# START OF SUPPLIED PASSAGE

‘Buffy The Vampire Slayer’: Season 4 Review

This is such an amazing promo cast picture that perfectly encapsulates 1999/2000.

This is such an amazing promo cast picture that perfectly encapsulates 1999/2000.

One of my favourite TV show things is when high school based shows reach the point, usually indeed around season 4, where they realize they can’t really just keep them in high school forever. High school shows are perfect fodder for shows because they’re easy situatio-wise in a place where all these people congregate for the majority of the day, there’s endless stories to mine and it’s really just a simple framework all the way around. But, enter college where someone can go theoretically wherever the hell they want, as opposed to be the junior/high school of the city they were born into. So, thus begins the TV show’s job of pushing characters into college, but somehow making them not separate into the furthest reaches of the world, because, you know, we still got a show to run here and character dynamics and all that. And this all leads to the anti-climactic thing that always happens where they just go “ehhh, screw it let’s just pretend their dream has always been to go to the closest school from where they are now.”

So, thus Buffy and Willow are now college students! And Xander, well, he supposedly goes off to travel and is unsuccessful in mining anything from that as Xander of course was, just prolonging his classic “I have no clue what I want to do with my life/have no clue what to do for college, so let’s just pretend I’ve always wanted to travel and that’ll fulfill me with meaning!” Anyways, Xander comes back and literally just hangs out the whole season with no explanation given to what he’s does with his day-to-day life. Well, I guess, he does begin to date a demon, because that’s literally all he seems to care about, and good for him I guess!

Anyways, this season! I was looking forward to Buffy and Willow tackling the new and exciting and cliche challenges of college, but that didn’t really happen. It was basically just like the seasons before, with a new backdrop that they didn’t really utilize all that often or separate from their high school experience. I love when these shows make the move to college, because it usually frees up the characters, makes things a bit looser and allows just a general freedom that usually cuts out the extraneous bits from the earlier season. I know this show’s about slaying vampires and such, but I kinda expected some “damn, keeping up with college-level school work while killing vampires is so hard” or “man, isn’t all these new things like partying, alcohol, drugs, sex free from the shadow of parents so cool!” storylines, but instead it never really was a major referential part of the season. There is some early stuff in the beginning, like Willow’s weird roommate, and stuff with a professor between Buffy that didn’t really go anywhere and was wrapped up pretty early.

The main crux of the season flows through Buffy’s newest dude crush, because of course Buffy can’t go a few feet without falling for some guy, even though she always claims it’s not really the life for her hence her occupation. But, anyway, the prototypical college dude Riley, a somehow worse name than Angel, enters the mix who is eventually discovered to be part of a secret group called The Initiative, a group with a hidden base under the college campus who kills and studies demons. Yes, it’s an amazing revelation when they reveal this big government organization operating under the college run by this normal looking professor who looks like everybody’s mom with her Abercrombie model doing these military-esque demon hits for her. Amazing. Of course, stuff goes up in smoke, and their big test subject demon/cyborg thing turns on everybody and destroys everything until Buffy and crew are there to make the save.

# END OF SUPPLIED PASSAGE
# START OF LISTED RECORDS

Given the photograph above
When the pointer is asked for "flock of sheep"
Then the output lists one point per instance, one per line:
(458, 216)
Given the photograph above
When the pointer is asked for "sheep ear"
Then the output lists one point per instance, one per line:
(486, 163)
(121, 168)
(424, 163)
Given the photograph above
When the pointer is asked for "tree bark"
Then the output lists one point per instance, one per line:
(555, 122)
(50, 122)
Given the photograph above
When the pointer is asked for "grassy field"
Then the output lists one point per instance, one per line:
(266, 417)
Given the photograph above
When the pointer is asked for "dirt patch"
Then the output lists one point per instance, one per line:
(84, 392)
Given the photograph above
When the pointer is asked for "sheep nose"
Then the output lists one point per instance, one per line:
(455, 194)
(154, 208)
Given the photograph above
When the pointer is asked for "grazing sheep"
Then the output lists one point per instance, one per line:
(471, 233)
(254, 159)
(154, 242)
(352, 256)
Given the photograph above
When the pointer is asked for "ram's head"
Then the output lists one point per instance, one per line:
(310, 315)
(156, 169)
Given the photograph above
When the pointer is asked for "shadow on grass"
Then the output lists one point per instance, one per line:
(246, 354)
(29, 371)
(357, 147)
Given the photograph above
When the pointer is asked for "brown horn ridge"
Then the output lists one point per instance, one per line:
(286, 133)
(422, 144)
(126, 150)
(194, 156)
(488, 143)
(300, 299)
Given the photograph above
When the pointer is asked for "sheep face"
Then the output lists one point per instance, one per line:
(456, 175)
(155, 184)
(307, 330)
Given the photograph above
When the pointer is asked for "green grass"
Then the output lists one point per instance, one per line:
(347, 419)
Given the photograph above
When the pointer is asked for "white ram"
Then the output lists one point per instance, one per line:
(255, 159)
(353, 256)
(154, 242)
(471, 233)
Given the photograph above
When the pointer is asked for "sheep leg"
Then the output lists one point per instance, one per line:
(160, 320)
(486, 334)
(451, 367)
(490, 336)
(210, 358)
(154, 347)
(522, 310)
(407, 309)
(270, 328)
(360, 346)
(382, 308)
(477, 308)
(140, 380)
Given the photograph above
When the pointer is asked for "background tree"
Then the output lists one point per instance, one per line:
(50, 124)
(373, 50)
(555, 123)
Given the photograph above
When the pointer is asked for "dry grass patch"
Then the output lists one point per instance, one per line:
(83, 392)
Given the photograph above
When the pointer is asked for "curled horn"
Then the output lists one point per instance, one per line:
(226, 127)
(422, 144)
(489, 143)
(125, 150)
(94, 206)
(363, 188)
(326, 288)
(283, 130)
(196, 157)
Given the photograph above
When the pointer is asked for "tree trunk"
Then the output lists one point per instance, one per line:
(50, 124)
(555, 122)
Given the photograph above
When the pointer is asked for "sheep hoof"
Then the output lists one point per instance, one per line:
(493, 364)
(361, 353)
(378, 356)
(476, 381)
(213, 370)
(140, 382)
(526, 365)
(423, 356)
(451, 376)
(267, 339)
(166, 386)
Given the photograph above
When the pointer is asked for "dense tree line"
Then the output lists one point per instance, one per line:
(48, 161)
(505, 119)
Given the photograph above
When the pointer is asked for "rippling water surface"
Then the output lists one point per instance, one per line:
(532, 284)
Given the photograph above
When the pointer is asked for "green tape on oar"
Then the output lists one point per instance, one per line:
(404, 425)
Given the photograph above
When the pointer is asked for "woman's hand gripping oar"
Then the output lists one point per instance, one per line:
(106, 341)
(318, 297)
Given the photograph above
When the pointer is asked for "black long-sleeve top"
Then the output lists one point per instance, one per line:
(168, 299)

# END OF LISTED RECORDS

= DIRECTIVES =
- a) In the Buffy season 4 review, what is the name of the secret group Riley belongs to?
- b) Write the next part of the Buffy season 4 review, starting right after its final sentence.
The lines above play no part in this work.

= IN RESPONSE =
- a) The Initiative.

- b)
One of the organizations doings is taking in Spike, implementing him with a microchip preventing him from killing humans, and essentially neutering him. Now I was psyched to get to see more Spike at first, he’s a great villain who is a nice foil for Buffy and the gang, has a great look, and is genuinely funny and has a well-developed character. But, nope, he just hangs out on the fringe of the season and lounges around like a college kid and cracks jokes about whatever and wallows in his inability to harm Buffy and co. He gets to do a bit more as the season progresses with helping out Buffy’s side, but he seemed grossly misused and I realize he wasn’t the focal point of the season, but I hope he gets some more meatier stuff to do in the future seasons.

Also, Willow’s not going to end up with Xander! Thank god for her. I had read accidentally somewhere that Willow would become/realize she was a lesbian, and I wasn’t sure if I misread things, but I’m glad I didn’t, as this seems something perfectly in-line with her and her character. Also, yeah, her ending up with Xander would be horrible in retrospective given how awful he treats her/shuns her when you really break things down. Anyways, Willow meets Tara, another witch, and they bond adorably over their spell-castings and slowly realize what their feelings toward each other means and it’s a really organic and mature way things just unfold. I also can’t imagine these types of storyline were all that prominent or done around 2000, where nowadays there’s gay relationships and storylines on every show it seems. I just hope they don’t exploit it or anything, but I highly doubt they would given how they treated it here.

Ultimately this season was pretty fine all the way around, definitely a step down from the last few seasons, but not by any huge margin. This season just seemed kind of fruitless and didn’t really advance, change or develop things all that much in any overall sense. Almost like it was a stop gap of things, rerooting the tenants of the show with Angel leaving and moving to a new location, even if it was treated like any other season, really. Riley basically just becomes the Angel of the season, Buffy’s new addiction and dude who always drives her into deeper troubles in both her emotional sense and killing demon sense. I’ve always loved Buffy’s internal conflict of having to be a vampire killer contesting with her own personal life as an eigtheen-year-old girl having to deal with what normally life throws at a maturing woman at that age, and add in the multiplier of college, I thought it’d be ripe for that examination, but nothing happened on that end, to its detriment, I think. I’m hoping this was just a treading of the water of a season, and things pick up with an overall driving force that doesn’t feel so contained as this season did as the show pushes on to the latter half of its run.

As you can probably tell I decided to not alternate back-and-forth with Angel and what a glorious decision that was. I don’t think I could’ve kept up with that, as it’s taking me longer and longer to get through these seasons (not the show’s fault, just me) and I really don’t care about the minuscule crossovers, although I do hear Cordelia is on Angel and damn I miss her so much.